Of the lines below, write out exactly those from the line with "Objective — one point per instance of the plowed" through the line with "Objective — one point per instance of the cornfield", both included, and skip the rest.

[Exercise data]
┌──

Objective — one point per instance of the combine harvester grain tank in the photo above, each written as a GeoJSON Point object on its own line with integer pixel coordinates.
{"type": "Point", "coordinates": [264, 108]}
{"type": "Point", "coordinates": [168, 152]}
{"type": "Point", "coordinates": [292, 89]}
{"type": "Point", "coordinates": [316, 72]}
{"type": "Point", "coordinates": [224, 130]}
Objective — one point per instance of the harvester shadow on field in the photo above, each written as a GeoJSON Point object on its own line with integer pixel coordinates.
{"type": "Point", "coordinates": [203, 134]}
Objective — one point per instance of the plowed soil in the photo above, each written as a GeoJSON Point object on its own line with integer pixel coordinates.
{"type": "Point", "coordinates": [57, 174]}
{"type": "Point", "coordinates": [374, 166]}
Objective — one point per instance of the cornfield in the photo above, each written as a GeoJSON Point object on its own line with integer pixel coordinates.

└──
┌──

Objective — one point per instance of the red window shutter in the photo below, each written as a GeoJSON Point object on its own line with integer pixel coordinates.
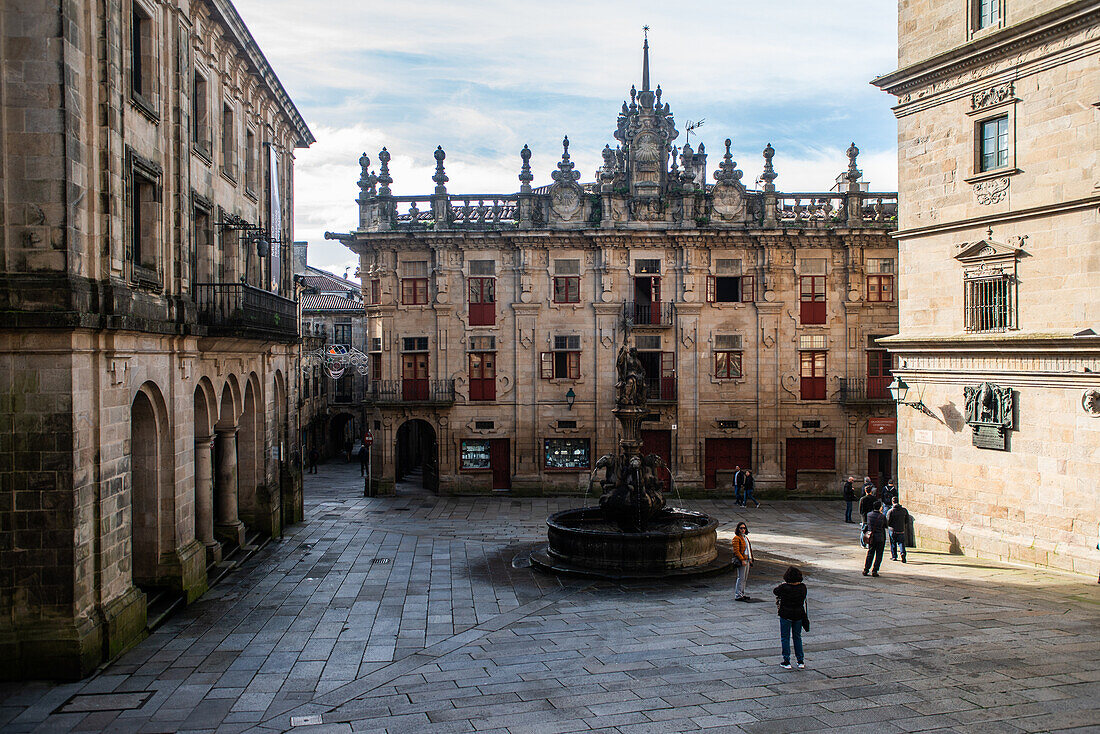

└──
┌──

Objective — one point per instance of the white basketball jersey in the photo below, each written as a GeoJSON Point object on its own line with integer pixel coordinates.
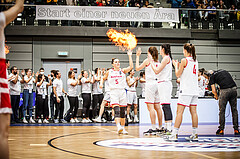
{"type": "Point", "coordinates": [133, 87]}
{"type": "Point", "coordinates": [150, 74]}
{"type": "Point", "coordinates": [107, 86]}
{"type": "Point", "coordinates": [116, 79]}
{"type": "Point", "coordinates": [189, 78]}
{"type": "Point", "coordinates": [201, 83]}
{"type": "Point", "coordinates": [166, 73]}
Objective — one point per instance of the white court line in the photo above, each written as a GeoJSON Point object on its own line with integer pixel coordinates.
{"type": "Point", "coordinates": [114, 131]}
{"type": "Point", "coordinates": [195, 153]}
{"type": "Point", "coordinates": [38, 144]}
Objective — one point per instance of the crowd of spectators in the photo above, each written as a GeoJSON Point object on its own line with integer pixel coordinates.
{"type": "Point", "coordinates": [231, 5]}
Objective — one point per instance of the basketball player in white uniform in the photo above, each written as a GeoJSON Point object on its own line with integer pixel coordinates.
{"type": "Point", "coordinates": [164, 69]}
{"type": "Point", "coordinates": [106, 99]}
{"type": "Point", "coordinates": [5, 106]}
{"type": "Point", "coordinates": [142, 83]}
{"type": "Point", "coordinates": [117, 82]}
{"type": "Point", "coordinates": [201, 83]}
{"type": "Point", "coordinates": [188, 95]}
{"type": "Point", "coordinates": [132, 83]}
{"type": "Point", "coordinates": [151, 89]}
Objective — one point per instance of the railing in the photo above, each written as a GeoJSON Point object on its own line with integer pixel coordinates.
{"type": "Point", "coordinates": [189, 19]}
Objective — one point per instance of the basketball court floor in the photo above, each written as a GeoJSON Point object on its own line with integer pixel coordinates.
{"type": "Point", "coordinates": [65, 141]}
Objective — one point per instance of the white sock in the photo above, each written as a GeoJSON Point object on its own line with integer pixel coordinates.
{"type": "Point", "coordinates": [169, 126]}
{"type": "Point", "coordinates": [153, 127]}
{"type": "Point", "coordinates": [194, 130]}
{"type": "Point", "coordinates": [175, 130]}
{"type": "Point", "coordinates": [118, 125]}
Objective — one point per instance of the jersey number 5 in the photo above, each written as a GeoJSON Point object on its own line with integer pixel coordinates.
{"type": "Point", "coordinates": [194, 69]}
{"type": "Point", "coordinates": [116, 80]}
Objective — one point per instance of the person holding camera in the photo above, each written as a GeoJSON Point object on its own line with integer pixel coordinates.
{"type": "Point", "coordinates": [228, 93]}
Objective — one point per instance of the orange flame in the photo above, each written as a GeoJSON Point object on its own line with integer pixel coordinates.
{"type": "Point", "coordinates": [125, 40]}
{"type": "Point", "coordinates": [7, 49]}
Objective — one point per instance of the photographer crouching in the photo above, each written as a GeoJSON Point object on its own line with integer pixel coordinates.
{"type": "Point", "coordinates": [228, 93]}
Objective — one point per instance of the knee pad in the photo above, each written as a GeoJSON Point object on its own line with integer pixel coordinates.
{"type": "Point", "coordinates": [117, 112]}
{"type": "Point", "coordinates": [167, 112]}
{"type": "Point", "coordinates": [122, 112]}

└──

[Answer to this exercise]
Objective — one point per instance of the plowed soil in the photo above, each written as a GeoJSON Point object on its own line with integer pixel coordinates.
{"type": "Point", "coordinates": [57, 174]}
{"type": "Point", "coordinates": [374, 166]}
Objective — one point per instance of the cornfield in the photo above, each written as a GeoJSON Point object on its own line with integer pixel coordinates.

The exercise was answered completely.